--- begin Material supplied ---

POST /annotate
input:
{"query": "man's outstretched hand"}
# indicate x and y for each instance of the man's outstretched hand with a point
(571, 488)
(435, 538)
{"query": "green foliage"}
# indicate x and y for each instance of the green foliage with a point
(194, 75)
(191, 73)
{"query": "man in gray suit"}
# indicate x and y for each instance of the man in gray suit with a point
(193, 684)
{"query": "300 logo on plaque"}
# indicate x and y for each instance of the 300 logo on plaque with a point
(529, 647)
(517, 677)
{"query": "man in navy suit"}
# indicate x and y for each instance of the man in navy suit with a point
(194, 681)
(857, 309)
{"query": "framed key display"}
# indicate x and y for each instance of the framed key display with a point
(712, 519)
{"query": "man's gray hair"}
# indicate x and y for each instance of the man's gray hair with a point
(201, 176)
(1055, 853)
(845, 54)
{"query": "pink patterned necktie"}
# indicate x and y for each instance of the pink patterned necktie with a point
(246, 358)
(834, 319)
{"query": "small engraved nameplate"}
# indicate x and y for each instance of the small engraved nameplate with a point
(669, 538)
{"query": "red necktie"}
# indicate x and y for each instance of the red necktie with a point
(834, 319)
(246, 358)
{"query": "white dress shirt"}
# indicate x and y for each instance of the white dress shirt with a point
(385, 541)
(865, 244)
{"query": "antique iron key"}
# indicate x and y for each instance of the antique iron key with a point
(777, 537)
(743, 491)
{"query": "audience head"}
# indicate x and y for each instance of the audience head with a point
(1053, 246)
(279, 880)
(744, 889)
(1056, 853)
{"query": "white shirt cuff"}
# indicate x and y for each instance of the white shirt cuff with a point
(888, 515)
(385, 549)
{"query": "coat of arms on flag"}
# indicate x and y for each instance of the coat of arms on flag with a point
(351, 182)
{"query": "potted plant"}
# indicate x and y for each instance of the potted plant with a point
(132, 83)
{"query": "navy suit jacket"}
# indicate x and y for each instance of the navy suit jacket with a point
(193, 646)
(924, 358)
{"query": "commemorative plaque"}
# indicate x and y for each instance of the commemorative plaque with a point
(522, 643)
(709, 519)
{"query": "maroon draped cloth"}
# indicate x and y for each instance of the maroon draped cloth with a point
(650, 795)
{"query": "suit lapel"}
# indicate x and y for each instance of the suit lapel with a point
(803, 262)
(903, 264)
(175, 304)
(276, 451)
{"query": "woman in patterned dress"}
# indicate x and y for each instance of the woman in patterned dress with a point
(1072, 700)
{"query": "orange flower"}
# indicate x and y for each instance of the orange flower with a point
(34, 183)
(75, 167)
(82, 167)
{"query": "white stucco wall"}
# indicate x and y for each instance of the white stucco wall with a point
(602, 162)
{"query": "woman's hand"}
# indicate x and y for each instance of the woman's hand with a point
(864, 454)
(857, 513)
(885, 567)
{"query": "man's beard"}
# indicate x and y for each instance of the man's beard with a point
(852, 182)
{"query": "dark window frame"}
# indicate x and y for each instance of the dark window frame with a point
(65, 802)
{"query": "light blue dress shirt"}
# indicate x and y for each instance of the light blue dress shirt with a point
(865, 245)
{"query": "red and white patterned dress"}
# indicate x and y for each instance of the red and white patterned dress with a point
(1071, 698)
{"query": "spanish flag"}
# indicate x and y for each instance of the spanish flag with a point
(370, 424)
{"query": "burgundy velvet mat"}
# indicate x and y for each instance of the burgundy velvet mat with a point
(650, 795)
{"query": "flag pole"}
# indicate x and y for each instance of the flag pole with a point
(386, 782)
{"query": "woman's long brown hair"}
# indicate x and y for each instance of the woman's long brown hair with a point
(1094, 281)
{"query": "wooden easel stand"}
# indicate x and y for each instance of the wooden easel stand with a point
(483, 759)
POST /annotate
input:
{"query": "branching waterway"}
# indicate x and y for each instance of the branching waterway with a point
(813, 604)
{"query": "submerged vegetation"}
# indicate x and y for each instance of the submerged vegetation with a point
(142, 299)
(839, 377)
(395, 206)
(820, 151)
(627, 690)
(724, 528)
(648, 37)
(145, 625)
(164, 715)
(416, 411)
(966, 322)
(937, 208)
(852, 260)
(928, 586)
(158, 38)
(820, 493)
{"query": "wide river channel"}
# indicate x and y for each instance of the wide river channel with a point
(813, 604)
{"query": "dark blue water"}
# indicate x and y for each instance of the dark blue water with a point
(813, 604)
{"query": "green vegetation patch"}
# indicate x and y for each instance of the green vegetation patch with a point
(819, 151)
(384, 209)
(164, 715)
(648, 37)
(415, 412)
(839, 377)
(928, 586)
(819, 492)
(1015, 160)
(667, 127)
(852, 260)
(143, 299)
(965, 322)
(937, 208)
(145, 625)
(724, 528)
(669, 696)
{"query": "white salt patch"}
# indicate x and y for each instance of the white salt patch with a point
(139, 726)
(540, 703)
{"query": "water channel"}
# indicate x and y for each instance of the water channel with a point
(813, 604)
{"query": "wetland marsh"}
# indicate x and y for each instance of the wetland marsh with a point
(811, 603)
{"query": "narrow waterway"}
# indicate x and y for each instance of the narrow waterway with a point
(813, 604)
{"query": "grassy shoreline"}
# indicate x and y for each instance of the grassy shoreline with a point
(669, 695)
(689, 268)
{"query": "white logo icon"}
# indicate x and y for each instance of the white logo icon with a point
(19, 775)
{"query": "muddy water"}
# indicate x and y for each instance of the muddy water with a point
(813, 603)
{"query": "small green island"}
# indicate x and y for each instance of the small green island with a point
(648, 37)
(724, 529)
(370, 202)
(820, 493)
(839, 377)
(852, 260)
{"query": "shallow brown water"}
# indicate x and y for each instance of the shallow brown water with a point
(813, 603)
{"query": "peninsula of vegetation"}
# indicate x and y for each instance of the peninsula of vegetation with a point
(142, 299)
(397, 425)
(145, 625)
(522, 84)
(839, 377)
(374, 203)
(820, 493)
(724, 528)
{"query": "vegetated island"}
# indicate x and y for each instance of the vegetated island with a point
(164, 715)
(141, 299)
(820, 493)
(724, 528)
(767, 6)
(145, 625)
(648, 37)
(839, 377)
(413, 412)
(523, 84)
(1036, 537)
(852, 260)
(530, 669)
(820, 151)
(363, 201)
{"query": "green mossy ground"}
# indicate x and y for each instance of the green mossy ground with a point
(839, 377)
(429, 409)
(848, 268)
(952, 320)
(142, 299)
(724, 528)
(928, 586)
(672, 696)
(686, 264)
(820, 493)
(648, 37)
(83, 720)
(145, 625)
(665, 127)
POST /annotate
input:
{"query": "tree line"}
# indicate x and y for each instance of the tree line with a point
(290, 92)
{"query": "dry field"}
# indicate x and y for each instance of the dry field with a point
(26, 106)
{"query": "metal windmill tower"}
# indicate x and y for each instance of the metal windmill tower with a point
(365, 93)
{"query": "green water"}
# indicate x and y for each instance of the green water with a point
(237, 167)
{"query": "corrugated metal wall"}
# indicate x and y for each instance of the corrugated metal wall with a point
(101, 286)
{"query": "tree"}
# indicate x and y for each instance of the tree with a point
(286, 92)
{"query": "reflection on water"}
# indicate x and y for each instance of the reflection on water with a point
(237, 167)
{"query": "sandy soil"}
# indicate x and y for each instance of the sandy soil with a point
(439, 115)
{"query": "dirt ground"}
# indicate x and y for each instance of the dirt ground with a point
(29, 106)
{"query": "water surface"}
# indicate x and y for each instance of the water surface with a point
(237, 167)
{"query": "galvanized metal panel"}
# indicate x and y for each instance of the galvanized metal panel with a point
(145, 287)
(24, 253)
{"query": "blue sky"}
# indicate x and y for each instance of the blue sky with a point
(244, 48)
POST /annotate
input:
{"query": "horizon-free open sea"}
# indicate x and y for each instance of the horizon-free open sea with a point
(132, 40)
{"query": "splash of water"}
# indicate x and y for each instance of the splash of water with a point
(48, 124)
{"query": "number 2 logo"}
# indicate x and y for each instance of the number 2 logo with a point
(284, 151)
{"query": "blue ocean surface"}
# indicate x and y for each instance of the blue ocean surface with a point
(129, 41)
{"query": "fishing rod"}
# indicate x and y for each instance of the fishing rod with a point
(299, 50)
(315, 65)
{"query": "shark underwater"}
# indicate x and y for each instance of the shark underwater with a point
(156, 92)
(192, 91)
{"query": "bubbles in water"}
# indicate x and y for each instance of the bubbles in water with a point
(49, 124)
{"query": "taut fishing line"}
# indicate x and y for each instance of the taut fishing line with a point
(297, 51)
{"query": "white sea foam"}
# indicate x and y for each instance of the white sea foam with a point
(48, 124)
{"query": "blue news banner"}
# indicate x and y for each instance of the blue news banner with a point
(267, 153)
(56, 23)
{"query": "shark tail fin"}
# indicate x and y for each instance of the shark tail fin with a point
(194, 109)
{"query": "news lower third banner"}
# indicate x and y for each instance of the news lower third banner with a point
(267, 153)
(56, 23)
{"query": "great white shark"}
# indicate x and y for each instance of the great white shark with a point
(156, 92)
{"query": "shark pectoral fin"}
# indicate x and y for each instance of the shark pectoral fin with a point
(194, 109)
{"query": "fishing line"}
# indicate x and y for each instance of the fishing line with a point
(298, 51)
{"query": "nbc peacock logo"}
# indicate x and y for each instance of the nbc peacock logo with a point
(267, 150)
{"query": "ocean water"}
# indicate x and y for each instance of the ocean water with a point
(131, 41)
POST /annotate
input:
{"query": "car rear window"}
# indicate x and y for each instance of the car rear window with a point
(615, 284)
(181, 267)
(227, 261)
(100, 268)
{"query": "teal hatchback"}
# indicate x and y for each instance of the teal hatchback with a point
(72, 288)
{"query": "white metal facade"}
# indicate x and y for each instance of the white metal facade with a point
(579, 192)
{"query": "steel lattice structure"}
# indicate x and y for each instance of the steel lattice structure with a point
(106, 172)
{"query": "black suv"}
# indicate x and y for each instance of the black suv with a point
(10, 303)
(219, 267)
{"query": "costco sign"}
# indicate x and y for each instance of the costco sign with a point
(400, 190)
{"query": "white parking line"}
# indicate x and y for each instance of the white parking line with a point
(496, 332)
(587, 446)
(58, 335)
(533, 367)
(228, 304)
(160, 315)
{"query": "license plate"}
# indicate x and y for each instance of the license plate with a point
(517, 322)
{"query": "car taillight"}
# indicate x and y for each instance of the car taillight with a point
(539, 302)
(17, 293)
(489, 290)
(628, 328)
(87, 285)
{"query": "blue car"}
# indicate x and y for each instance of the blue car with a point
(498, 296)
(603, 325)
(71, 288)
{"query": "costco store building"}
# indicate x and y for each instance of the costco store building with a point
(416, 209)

--- end Material supplied ---

## [Written request]
Rescale this listing from its first line up to and including the line with "(1056, 853)". Reproduce every line, requests included, but multiply each point coordinate in the answers by 1.75 and round it to a whole number, with halves rounded up.

## [Solution to this exercise]
POST /annotate
input:
{"query": "man's outstretched hand"}
# indicate x and y for each instance of the man's outstretched hand with a point
(999, 854)
(761, 942)
{"query": "green foliage"}
# indicate x and y for each instance of the green foliage with a point
(340, 131)
(334, 128)
{"query": "man in gray suit"}
# indicate x and y for each instance of the man in gray suit with a point
(338, 1197)
{"query": "300 logo on plaque"}
# indicate x and y for each instance of the 300 logo on plaque with a point
(926, 1132)
(905, 1185)
{"query": "man in navy suit"}
# indicate x and y for each instance of the man in navy suit with a point
(340, 1192)
(1500, 541)
{"query": "framed key display"}
# indicate x and y for each instance of the framed key display with a point
(1246, 908)
{"query": "man's gray hair"}
# indicate x and y for each instance of the man's gray hair with a point
(352, 308)
(1846, 1493)
(1479, 95)
{"query": "pink patterned necktie"}
# indicate x and y for each instance of the pink patterned necktie with a point
(431, 627)
(1460, 558)
{"query": "small engraved nameplate"}
# indicate x and y for each instance of the small engraved nameplate with a point
(1171, 942)
{"query": "red necktie"}
# indicate x and y for each instance of the red necktie with a point
(1460, 558)
(431, 627)
{"query": "white dress shirt"}
# indicate x and y for each instance of the white dress shirt with a point
(674, 947)
(1514, 427)
{"query": "antique iron key"}
# indicate x and y for each instance of the antique iron key with a point
(1360, 940)
(1300, 859)
{"query": "audience head"}
# indicate x and y for each instance of the audience head with a point
(1843, 431)
(488, 1540)
(1302, 1556)
(1848, 1493)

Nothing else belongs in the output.